» **Exercise brief**
Repeat the records below exactly.

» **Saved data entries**
- Opening Delimiter -
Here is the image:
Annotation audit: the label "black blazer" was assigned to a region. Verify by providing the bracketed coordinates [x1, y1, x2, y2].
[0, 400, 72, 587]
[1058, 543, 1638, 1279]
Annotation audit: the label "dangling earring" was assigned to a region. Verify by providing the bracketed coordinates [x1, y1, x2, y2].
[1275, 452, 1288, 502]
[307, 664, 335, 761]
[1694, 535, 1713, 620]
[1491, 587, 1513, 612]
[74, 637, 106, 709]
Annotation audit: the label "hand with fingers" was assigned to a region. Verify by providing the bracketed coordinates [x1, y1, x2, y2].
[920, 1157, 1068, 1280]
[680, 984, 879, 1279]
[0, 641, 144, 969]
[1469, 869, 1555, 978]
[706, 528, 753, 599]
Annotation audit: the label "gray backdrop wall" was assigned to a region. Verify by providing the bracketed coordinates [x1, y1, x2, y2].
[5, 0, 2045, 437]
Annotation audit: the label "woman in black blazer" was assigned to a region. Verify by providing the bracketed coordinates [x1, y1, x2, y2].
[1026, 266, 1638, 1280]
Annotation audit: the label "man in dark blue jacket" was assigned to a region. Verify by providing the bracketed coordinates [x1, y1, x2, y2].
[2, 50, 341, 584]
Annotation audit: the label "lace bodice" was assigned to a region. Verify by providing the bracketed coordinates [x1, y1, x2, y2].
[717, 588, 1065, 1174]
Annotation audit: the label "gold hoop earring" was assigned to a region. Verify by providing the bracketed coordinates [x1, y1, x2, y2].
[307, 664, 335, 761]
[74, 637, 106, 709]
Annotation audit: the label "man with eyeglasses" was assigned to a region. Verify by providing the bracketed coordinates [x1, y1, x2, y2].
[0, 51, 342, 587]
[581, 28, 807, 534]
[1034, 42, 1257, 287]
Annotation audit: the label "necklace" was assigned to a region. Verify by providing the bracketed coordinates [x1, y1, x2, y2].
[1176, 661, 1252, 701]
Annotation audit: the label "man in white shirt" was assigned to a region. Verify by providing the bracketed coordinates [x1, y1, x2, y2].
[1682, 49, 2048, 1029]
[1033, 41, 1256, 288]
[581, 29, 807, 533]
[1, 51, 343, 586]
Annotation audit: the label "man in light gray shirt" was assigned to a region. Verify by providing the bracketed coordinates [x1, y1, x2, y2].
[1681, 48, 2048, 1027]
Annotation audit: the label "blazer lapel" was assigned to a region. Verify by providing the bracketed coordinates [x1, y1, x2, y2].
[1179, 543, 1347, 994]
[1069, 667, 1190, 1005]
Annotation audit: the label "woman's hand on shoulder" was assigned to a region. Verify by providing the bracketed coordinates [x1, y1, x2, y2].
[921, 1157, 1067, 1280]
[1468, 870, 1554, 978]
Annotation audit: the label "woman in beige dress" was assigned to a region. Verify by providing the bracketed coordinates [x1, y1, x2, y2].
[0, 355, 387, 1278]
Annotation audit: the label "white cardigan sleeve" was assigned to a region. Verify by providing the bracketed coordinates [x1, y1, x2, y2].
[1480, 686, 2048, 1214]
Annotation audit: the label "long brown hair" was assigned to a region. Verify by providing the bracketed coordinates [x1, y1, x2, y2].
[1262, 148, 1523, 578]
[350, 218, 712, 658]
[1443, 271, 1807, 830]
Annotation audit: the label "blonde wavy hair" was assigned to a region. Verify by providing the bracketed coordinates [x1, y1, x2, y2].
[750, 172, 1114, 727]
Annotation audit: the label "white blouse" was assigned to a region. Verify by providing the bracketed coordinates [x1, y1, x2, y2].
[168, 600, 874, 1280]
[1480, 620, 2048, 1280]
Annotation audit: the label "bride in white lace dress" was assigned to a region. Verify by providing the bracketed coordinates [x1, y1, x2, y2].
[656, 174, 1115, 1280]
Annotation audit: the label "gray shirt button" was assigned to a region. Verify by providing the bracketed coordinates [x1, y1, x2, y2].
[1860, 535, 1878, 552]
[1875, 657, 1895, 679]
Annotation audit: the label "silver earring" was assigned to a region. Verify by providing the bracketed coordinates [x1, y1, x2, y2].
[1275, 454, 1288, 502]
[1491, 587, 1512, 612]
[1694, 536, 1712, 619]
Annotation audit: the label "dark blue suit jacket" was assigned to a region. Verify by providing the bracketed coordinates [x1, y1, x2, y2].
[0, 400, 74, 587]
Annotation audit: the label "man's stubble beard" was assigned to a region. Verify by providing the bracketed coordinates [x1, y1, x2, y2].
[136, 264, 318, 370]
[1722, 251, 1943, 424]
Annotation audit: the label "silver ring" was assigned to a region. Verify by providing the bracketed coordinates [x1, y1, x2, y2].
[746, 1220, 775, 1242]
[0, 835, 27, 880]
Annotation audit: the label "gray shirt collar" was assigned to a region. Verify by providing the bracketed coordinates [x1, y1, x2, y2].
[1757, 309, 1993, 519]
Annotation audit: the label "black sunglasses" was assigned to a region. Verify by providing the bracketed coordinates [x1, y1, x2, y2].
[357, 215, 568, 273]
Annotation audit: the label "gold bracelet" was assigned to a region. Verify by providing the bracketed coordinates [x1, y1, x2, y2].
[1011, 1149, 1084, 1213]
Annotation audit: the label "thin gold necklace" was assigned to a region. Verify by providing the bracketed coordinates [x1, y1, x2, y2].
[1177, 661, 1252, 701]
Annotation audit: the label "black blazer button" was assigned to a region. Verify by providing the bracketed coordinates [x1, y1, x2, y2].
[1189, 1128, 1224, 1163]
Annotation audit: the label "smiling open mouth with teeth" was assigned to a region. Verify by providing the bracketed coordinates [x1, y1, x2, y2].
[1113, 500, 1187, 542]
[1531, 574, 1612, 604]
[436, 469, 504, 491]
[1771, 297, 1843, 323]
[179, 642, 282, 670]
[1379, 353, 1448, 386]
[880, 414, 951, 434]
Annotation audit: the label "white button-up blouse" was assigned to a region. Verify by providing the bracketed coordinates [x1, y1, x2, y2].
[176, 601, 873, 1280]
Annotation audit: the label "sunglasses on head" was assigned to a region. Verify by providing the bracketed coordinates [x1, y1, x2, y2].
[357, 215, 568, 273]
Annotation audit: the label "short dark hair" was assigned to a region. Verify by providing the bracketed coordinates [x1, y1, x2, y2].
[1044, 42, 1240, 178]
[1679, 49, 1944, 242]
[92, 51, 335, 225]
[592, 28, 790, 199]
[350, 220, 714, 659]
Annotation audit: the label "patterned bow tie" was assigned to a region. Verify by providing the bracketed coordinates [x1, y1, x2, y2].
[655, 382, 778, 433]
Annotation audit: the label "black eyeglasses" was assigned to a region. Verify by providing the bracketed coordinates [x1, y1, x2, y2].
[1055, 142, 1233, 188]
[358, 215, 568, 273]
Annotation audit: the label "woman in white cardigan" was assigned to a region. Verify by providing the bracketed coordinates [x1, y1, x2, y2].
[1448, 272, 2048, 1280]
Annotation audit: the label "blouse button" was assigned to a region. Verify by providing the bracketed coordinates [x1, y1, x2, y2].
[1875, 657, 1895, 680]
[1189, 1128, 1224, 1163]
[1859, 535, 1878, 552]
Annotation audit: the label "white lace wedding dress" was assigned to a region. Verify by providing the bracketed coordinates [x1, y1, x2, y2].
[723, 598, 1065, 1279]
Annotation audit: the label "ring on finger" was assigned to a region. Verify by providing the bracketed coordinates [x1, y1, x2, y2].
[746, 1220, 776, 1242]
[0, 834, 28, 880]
- Closing Delimiter -
» **Response for this exercise**
Here is the image:
Annotation audit: the label "black blazer" was assigned to a region. Verify by providing the bracketed coordinates [x1, y1, x2, y2].
[0, 400, 72, 587]
[1058, 543, 1638, 1279]
Annotation audit: the label "dangling earring" was assigned to a region. Verify by providing the bracketed coordinates [x1, y1, x2, y2].
[1275, 452, 1288, 502]
[307, 664, 335, 761]
[1694, 535, 1713, 620]
[1491, 587, 1513, 612]
[74, 637, 106, 709]
Annotation audit: the label "hand with fingers" was assigned to a region. Verify by providing the bracketed coordinates [x1, y1, x2, y2].
[920, 1157, 1068, 1280]
[680, 984, 879, 1279]
[0, 641, 144, 969]
[1469, 869, 1555, 978]
[706, 528, 753, 599]
Annotation audit: the label "gray backdrop wall" was assigned to a region. Verify by providing the bracketed coordinates [x1, y1, x2, y2].
[5, 0, 2045, 437]
Annotation audit: the label "woman in black blazer" was assigned to a region. Verify by providing the bracketed coordinates [x1, y1, x2, y2].
[1026, 266, 1638, 1280]
Annotation audit: the label "man in dark blue jacket" was assigned to a region. Verify by providing the bracketed coordinates [x1, y1, x2, y2].
[2, 50, 341, 584]
Annotation audit: the label "lace bodice" was assigned to a region. Verify by providing the bracketed coordinates [x1, y1, x2, y2].
[717, 588, 1065, 1174]
Annotation audit: the label "gold hoop earring" was assigned to a region. Verify by providing the bracketed coordinates [x1, y1, x2, y2].
[307, 664, 335, 761]
[74, 637, 106, 709]
Annotation audit: the label "man with eyeglasses" was assigned to a region. Verify by providing the bracketed coordinates [x1, y1, x2, y2].
[0, 51, 342, 587]
[581, 28, 807, 534]
[1034, 42, 1257, 287]
Annotation audit: the label "necklace" was assigned to a region. Verify by providing the bracketed coordinates [x1, y1, x2, y2].
[1176, 661, 1252, 701]
Annotation audit: the label "man in white shirt" was assigned to a region. Verify by providing the bracketed coordinates [x1, y1, x2, y2].
[1682, 49, 2048, 1029]
[1033, 41, 1256, 288]
[581, 29, 807, 533]
[1, 51, 343, 586]
Annotation audit: the label "man in light gray shirt" was assigned to a region. Verify by providing the bracketed coordinates [x1, y1, x2, y2].
[1681, 48, 2048, 1027]
Annotation audit: the label "blazer lapel" was assigned to a region. Verify by providing the bracketed coordinates [x1, y1, x2, y2].
[1179, 543, 1347, 994]
[1069, 667, 1190, 1005]
Annotation audit: the label "woman's hand on shoulder" was assigned to a region. Verify by providing the bracketed coordinates [x1, y1, x2, y2].
[921, 1157, 1067, 1280]
[1468, 870, 1554, 978]
Annotation audit: the label "woman in beige dress" was assigned to a region. Verify by providing the bracketed coordinates [x1, y1, x2, y2].
[0, 355, 387, 1278]
Annotation audit: the label "white cardigan sleeve" was assigned to a region. Verify by providing the bracketed coordinates [x1, y1, x2, y2].
[1480, 686, 2048, 1214]
Annotation audit: the label "long brown hair" was assigned to a region. Verify by providing the bracketed coordinates [x1, y1, x2, y2].
[1262, 148, 1523, 578]
[350, 218, 712, 658]
[1443, 271, 1807, 830]
Annotation audit: the label "blonde wavy hair" was assigned to a region. Verify by providing the bracketed coordinates [x1, y1, x2, y2].
[750, 172, 1114, 727]
Annotation audit: the label "white blouse" was assigned to a region. Verify by providing the bracketed coordinates [x1, y1, x2, y2].
[168, 600, 874, 1280]
[1480, 620, 2048, 1280]
Annotation audit: the label "bride in white lace dress" was assigned to a region. Verify by providing the bracketed coordinates [x1, y1, x2, y2].
[656, 174, 1115, 1280]
Annotation audit: the label "gray shirt button" was assigned to a region. Verify by providing the bracketed coordinates [x1, y1, x2, y2].
[1860, 535, 1878, 552]
[1875, 657, 1895, 679]
Annotation audit: the label "silver earring" was assigned to a region. Verify by providing the bracketed coordinates [x1, y1, x2, y2].
[1275, 454, 1288, 502]
[1491, 587, 1512, 612]
[1694, 536, 1712, 619]
Annotation audit: the label "dark blue suit jacket" was assigned to a region. Verify by providing the bracketed coordinates [x1, y1, x2, y2].
[0, 400, 74, 587]
Annotation audit: the label "man's stubble beard" was assigned to a region. Verify by providing the bracketed coordinates [x1, y1, x2, y2].
[136, 264, 318, 370]
[1722, 251, 1943, 424]
Annotation audit: the label "silver ring" was assigned to a region. Verify by providing the bracketed coordinates [x1, y1, x2, y2].
[746, 1220, 775, 1242]
[0, 835, 27, 880]
Annotation audit: the label "gray shirt collar" was assigned to a region. Verify by providing the bracketed coordinates [x1, y1, x2, y2].
[1757, 309, 1993, 519]
Annotation audit: the label "black sunglasses" was assigned to a region. Verify by providing the bracketed coordinates [x1, y1, x2, y2].
[357, 215, 568, 273]
Annotation audit: the label "gold bracelet" was assigned to a region. Verify by providing the bracketed coordinates [x1, y1, x2, y2].
[1011, 1149, 1084, 1213]
Annotation audit: the label "thin gold necklace" was assigned to a region. Verify by providing the bracketed coordinates [x1, y1, x2, y2].
[1177, 661, 1252, 701]
Annotation audit: the label "black blazer button" was assigned to a region. Verify by providing the bracketed coordinates [x1, y1, x2, y2].
[1189, 1128, 1224, 1163]
Annotation audit: the label "smiling open mouth with teeth" was assigned to a region. Verify by providing the bracketed coordinates [x1, y1, x2, y2].
[1113, 500, 1187, 542]
[1531, 574, 1612, 604]
[436, 469, 504, 491]
[1771, 297, 1843, 323]
[179, 642, 282, 670]
[1379, 353, 1448, 386]
[880, 414, 951, 434]
Annotation audit: the label "white button-up blouse" was assigned to a region. Verify by providing the bracketed coordinates [x1, y1, x2, y2].
[176, 601, 873, 1280]
Annotation audit: the label "sunglasses on head" was assigned to a region. Verify by providing the bracketed coordinates [x1, y1, x2, y2].
[357, 215, 568, 273]
Annotation audit: the label "short dark hair" was assigned to a region. Verify by providing the bracketed coordinates [x1, y1, x2, y2].
[1044, 42, 1240, 178]
[1679, 49, 1944, 242]
[92, 51, 335, 225]
[592, 28, 790, 199]
[350, 220, 714, 659]
Annotation audit: the label "patterned bow tie" was assigned to a region. Verify by providing the bracketed coordinates [x1, y1, x2, y2].
[655, 382, 778, 433]
Annotation audit: the label "black eyeglasses" was assigned to a region. Verify by providing the bracketed coordinates [x1, y1, x2, y2].
[1055, 142, 1233, 188]
[358, 215, 568, 273]
Annotation audit: the label "woman in white cardigan" was assigned to a region. Verify by providing the bracketed coordinates [x1, y1, x2, y2].
[1448, 272, 2048, 1280]
Annotation audit: the label "blouse button" was assigned to a region. Verify by providing the bracketed coordinates [x1, y1, x2, y2].
[1875, 657, 1895, 680]
[1189, 1128, 1224, 1163]
[1859, 535, 1878, 552]
Annotation audit: the label "white lace wedding dress" was assigned to a region. Verify by providing the bracketed coordinates [x1, y1, x2, y2].
[723, 598, 1065, 1279]
Annotation audit: the label "ring on finger" was assigned to a region. Verify by providing the bracketed coordinates [x1, y1, x2, y2].
[746, 1220, 776, 1242]
[0, 834, 28, 880]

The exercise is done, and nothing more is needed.